> [Выбранный отрывок]
+--

Зодчий. Жизнь Николая Гумилева - читать онлайн книгу. Автор: Валерий Шубинский cтр.№ 109

читать книги онлайн бесплатно
 
 

Онлайн книга - Зодчий. Жизнь Николая Гумилева | Автор книги - Валерий Шубинский

Cтраница 109
читать онлайн книги бесплатно

Впрочем, уже в 1911–1912 годы, когда Северянин основал и возглавил эту новую школу — эгофутуризм, его стихи снискали благосклонное внимание символистских мэтров. Брюсов снисходительно благословил его, Сологуб написал предисловие к «Громокипящему кубку» — собранию «поэз», вышедшему в 1913-м и вскоре ставшему всероссийским бестселлером наравне с надсоновским томиком 1885 года (аккуратно переиздававшимся каждый год чуть не до самой революции). Сегодня признание Северянина символистами кажется гораздо более необъяснимым, чем успех у широкого читателя. Как раз читатели-то таких стихов заждались — курсистки-медички и студенты-политехники, «телеграфисты» и «фармацевты», декадентствующие светские львицы и начитанные приказчики… Но почему строгий Брюсов, почему аскетичный и сдержанный в собственных стихах Сологуб так влюбились в эти аляповатые образы и наивные словообразования, почему сам Блок сдержанно, но внятно приветствовал «поэта с открытой душой»? Усталость от хорошего вкуса? Или налет «всемирной пошлости людской» жил и в их сердцах?

+--

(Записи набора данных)
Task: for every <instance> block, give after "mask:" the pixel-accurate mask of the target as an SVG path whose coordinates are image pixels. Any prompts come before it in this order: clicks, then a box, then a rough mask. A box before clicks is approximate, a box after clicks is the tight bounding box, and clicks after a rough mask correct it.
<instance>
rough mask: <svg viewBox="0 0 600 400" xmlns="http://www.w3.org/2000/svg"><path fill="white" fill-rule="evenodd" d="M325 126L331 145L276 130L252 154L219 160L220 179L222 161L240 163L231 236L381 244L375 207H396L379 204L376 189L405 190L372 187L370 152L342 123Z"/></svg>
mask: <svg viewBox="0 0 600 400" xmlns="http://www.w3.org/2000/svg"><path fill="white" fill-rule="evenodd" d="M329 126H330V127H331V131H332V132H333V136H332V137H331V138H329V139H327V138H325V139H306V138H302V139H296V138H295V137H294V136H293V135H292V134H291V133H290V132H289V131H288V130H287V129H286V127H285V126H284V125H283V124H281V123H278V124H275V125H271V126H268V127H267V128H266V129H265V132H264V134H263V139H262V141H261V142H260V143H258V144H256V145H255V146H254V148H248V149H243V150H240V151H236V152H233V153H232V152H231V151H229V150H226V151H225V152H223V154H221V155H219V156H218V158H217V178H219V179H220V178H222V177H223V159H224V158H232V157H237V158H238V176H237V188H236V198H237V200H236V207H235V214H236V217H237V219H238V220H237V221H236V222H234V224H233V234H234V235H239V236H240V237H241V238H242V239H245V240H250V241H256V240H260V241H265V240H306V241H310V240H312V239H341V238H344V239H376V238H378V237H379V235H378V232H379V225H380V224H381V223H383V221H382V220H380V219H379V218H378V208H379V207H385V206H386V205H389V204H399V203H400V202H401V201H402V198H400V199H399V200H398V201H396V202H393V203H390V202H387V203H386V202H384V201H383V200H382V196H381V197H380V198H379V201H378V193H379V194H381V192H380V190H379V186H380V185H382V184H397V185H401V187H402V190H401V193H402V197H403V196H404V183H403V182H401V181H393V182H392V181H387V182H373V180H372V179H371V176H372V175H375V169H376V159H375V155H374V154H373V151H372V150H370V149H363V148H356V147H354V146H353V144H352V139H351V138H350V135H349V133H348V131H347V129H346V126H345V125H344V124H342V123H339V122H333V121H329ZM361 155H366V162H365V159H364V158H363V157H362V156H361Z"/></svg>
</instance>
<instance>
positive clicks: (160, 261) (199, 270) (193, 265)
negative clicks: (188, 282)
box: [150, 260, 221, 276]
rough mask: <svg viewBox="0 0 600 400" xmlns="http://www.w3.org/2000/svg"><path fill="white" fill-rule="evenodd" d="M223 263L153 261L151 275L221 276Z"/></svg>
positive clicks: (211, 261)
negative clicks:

+--

> [Рабочее задание 1] Воспроизведите без изменений участок листинга от строки, содержащей «</instance>», до конца листинга включительно.
> [Рабочее задание 2] Продолжите отрывок о признании Северянина символистами с того места, где он заканчивается.

> [Результат 1]
</instance>
<instance>
positive clicks: (160, 261) (199, 270) (193, 265)
negative clicks: (188, 282)
box: [150, 260, 221, 276]
rough mask: <svg viewBox="0 0 600 400" xmlns="http://www.w3.org/2000/svg"><path fill="white" fill-rule="evenodd" d="M223 263L153 261L151 275L221 276Z"/></svg>
positive clicks: (211, 261)
negative clicks:

> [Результат 2]
Гумилев тоже поначалу с живым интересом отнесся к гатчинскому стихотворцу. В 1911 году он отзывался о Северянине так:


Там, где он хочет быть элегантным, он напоминает пародии на романы Вербицкой, он неуклюж, когда хочет быть изящным, его дерзость не всегда далека от нахальства… Но зато его стих свободен и крылат, его образы подлинно, а иногда и радующе, неожиданны, у него есть уже свой поэтический облик…

Спустя два с половиной года, рецензируя «Громокипящий кубок», Гумилев рассматривает его в принципиально другом аспекте. На сей раз он подходит к Северянину так, как, вероятно, и должно было — социологически:


Уже давно русское общество разбилось на людей книги и людей газеты, не имевших между собой почти никаких точек соприкосновения. Первые жили в мире тысячелетних образов и идей, говорили мало, зная, какую ответственность приходится нести за каждое слово, проверяли свои чувства, боясь предать идею, любили как Данте, умирали как Сократы, и, по мнению вторых, наверное, были похожи на барсуков… Вторые, юркие и хлопотливые, врезались в самую гущу современной жизни, читали вечерние газеты, говорили о любви со своим парикмахером, о бриллиантине со своей возлюбленной, пользовались только готовыми фразами или какими-то интимными словечками, слушая которые каждый непосвященный испытывал определенное чувство неловкости. Первые брились у вторых, заказывали им сапоги, обращались с официальными бумагами или выдавали им векселя, но никогда о них не думали и никак их не называли. Словом, отношения были те же, как между римлянами и германцами накануне великого переселения народов.

И вдруг — о, это «вдруг» здесь действительно необходимо — новые римляне, люди книги, услышали юношески-звонкий и могучий голос настоящего поэта, на волапюке людей газеты говорящего доселе неведомые «основы» их странного бытия (Аполлон. 1914. № 1–2).

Наступление массовой культуры и массового человека — вот что увидел «формалист» Гумилев там, где другие видели лишь эффектные, свежие, хотя и несколько безвкусные образы и ритмы. Но Северянин был даровит, а этому Гумилев придавал большое значение.

Два члена Цеха поэтов первоначально входили в группу Ego — в свиту молодого Короля поэтов: Георгий Иванов и Грааль Арельский. Однако осенью 1912 года и сам Северянин фактически распускает свою группу и на короткий момент, по-видимому, сближается с Цехом. Во втором номере «Гиперборея» напечатано два письма. Первое подписано самим Северянином и сообщает о его выходе из кружка Ego (что по сути означало его ликвидацию) и отказе от сотрудничества с газетой «Петербургский глашатай» — органом эгофутуристов. Второе, принадлежащее Иванову и Граалю Арельскому, гласит: «Кружок Ego продолжает рассылать листки манифеста Ego-футуристов, где в списке членов «ректориата» стоят наши имена. Настоящим доводим до общего сведения, что мы из настоящего кружка вышли и никакого отношения к нему, а равно и к газете «Петербургский глашатай» не имеем».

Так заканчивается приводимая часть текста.